Las mascotas no siempre se pueden llevar de viaje durante las vacaciones estivales. Una de las opciones para garantizar sus cuidados durante esos días de ausencia son las residencias de animales. Pero para que así sea, hay que elegirlas bien y con criterios como que haya personal sanitario o tengan instalaciones adaptadas para que puedan jugar y socializar sin riesgo. “Lo ideal sería buscar un centro con espacios adecuados, donde puedan correr, salir y relacionarse, si lo permite el carácter del animal”, recomienda Sandra Borràs, veterinaria gerente de Masvet Clínica Veterinaria, en Masquefa (Barcelona).
Existen residencias y centros veterinarios especializados donde se admiten y cuidan animales con necesidades específicas. “Los primeros ofrecen asistencia médica a los que están en tratamiento médico y los segundos atienden a los que tienen dificultades de convivencia”, explica Helena Bat, psicóloga, especialista en etología animal y bienestar animal. “También es importante que las residencias tengan acuerdos con veterinarios o trabajen con ellos en el propio centro, por si el animal necesita ser atendido”, añade Borràs.
A la hora de elegir el lugar donde se alojará el perro o el gato durante los días de verano, conviene tener en cuenta que el centro tenga unas rutinas diarias adecuadas para cada animal. “Es importante para su bienestar que salgan al exterior de las instalaciones, jueguen y hagan ejercicio. Además que se tengan en cuenta y atiendan las particularidades, como en el caso de los animales que necesitan medicación por una enfermedad crónica o que precisan un pienso específico”, sostiene la veterinaria.
※
En el texto sobre residencias para mascotas, ¿cuál es la profesión de Helena Bat?

Entradas del conjunto de datos:
※
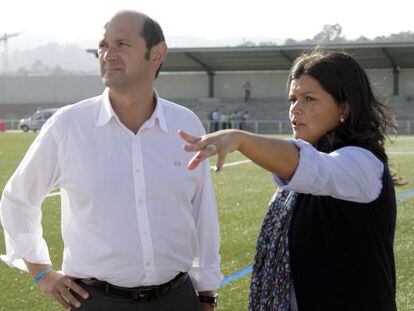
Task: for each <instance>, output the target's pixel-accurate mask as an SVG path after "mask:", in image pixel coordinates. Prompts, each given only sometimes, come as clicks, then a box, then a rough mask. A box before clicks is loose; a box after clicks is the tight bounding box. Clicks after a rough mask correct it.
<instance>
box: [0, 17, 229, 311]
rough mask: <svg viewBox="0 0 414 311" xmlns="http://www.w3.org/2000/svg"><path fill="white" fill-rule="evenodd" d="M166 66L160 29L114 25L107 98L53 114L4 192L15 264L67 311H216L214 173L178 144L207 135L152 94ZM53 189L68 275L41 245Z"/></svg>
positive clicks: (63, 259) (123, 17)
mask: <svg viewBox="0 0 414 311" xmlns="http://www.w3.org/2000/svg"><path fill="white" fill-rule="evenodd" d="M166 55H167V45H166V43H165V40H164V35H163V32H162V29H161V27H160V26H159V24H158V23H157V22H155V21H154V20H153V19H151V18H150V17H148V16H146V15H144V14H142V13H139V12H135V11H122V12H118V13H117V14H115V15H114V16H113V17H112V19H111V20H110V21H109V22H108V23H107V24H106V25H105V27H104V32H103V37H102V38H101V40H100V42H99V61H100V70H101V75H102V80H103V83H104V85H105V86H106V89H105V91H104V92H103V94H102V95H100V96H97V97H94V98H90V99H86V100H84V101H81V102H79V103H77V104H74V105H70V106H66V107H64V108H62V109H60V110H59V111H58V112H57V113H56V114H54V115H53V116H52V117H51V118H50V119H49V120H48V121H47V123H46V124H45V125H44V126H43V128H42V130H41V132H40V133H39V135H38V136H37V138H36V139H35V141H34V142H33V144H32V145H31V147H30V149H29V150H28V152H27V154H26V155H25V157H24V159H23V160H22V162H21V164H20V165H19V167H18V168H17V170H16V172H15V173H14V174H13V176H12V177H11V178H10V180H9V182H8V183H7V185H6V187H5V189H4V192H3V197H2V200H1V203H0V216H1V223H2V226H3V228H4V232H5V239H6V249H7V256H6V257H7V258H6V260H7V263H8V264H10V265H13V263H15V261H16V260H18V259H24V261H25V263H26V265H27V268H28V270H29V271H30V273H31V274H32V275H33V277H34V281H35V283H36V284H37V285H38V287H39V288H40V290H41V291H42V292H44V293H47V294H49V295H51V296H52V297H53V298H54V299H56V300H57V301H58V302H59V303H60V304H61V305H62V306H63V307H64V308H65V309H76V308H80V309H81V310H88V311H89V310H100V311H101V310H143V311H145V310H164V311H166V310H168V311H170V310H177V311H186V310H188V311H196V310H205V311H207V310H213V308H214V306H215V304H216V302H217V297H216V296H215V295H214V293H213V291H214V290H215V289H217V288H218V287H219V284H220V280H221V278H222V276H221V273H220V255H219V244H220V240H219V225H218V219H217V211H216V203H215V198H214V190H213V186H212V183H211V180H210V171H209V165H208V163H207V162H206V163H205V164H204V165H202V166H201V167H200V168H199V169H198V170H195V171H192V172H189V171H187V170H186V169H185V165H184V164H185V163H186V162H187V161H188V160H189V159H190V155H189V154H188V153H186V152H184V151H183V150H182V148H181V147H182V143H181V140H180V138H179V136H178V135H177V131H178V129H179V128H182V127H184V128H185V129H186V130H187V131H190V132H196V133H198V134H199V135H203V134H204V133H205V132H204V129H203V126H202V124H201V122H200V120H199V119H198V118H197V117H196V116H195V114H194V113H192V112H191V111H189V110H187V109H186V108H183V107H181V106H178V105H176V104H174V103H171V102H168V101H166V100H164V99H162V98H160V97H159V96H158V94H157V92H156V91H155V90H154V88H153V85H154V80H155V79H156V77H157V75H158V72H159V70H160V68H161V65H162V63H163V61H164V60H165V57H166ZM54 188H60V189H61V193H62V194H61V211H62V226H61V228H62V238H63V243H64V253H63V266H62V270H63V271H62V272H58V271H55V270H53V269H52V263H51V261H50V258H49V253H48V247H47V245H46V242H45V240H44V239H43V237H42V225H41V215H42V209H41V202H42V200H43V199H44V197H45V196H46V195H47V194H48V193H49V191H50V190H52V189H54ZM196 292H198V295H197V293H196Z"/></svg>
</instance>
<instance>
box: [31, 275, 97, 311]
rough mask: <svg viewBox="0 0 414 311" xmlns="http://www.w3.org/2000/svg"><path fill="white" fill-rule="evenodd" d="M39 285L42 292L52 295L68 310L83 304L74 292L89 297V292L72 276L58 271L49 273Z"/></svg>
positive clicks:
※
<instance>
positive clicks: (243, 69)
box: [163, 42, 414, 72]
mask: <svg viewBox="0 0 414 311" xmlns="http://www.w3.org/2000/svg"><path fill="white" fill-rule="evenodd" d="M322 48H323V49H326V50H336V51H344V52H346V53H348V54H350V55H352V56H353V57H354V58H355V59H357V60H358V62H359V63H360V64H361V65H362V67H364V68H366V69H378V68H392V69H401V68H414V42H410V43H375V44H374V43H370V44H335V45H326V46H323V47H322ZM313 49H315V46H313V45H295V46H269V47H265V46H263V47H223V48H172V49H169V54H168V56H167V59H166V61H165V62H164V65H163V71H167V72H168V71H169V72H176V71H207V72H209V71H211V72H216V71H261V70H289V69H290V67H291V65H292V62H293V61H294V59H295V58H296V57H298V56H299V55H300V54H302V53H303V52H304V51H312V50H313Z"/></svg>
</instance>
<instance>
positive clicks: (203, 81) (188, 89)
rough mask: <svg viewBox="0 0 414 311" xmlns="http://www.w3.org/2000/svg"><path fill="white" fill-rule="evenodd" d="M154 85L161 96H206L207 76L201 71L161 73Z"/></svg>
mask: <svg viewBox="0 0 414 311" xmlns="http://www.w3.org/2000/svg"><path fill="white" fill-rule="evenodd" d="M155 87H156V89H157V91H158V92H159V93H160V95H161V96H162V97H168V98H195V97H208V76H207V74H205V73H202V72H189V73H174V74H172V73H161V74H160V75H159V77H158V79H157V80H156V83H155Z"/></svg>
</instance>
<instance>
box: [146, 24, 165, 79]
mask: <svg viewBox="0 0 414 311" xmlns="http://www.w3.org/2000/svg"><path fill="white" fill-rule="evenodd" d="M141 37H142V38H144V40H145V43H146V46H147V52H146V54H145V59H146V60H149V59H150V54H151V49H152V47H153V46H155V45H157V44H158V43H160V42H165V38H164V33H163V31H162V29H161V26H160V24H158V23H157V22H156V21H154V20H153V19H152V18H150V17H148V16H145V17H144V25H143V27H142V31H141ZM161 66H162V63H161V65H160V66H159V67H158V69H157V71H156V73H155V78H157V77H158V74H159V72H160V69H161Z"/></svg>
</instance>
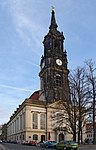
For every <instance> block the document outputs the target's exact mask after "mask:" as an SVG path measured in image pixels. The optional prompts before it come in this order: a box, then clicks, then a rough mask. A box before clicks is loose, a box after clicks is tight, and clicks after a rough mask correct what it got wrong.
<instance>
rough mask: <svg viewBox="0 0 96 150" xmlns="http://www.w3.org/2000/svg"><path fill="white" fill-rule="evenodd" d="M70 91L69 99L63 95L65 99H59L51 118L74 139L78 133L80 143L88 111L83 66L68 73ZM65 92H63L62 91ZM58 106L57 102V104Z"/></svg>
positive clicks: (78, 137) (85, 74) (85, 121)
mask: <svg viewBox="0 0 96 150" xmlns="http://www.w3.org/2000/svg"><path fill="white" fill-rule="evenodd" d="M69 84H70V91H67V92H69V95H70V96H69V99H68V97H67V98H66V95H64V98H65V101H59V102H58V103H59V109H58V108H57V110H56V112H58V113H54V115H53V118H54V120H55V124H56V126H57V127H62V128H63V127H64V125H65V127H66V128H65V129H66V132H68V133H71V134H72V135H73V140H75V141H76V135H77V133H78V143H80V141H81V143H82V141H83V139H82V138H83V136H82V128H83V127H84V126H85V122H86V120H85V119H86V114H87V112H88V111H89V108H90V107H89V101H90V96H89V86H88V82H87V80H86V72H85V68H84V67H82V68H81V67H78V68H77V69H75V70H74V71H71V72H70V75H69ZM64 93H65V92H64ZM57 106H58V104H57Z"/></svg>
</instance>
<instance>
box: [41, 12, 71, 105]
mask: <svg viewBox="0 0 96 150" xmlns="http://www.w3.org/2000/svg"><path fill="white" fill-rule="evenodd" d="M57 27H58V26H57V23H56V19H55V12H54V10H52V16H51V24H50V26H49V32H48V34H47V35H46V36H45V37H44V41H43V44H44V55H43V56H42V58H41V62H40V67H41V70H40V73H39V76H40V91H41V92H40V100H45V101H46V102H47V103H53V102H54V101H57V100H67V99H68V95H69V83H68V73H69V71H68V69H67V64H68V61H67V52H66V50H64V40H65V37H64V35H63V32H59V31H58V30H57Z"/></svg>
※
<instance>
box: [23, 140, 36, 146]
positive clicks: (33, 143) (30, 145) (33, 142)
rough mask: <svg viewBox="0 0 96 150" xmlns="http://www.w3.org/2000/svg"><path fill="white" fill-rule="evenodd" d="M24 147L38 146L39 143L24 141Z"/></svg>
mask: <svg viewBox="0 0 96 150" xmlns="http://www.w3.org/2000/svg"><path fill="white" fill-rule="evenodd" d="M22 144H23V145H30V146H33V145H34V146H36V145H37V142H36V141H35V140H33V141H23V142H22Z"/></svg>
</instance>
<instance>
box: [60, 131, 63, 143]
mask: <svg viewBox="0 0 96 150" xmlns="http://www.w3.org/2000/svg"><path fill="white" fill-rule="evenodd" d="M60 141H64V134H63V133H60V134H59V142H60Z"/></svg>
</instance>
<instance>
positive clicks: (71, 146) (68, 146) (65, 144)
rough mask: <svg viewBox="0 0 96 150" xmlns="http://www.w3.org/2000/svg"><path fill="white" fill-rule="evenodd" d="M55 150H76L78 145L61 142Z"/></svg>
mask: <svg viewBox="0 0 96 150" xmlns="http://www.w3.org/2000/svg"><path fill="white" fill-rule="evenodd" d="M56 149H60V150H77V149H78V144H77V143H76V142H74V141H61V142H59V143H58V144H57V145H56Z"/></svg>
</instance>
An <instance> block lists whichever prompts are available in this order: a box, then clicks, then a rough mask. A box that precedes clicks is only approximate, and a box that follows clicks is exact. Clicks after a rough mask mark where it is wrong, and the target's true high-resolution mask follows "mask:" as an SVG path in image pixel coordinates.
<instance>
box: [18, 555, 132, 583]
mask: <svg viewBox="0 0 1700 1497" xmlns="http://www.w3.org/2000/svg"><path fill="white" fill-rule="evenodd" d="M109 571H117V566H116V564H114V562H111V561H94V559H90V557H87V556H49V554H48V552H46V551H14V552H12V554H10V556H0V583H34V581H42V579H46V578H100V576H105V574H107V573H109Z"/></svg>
※
_Respuesta escrita_: Es psicóloga, especialista en etología animal y bienestar animal.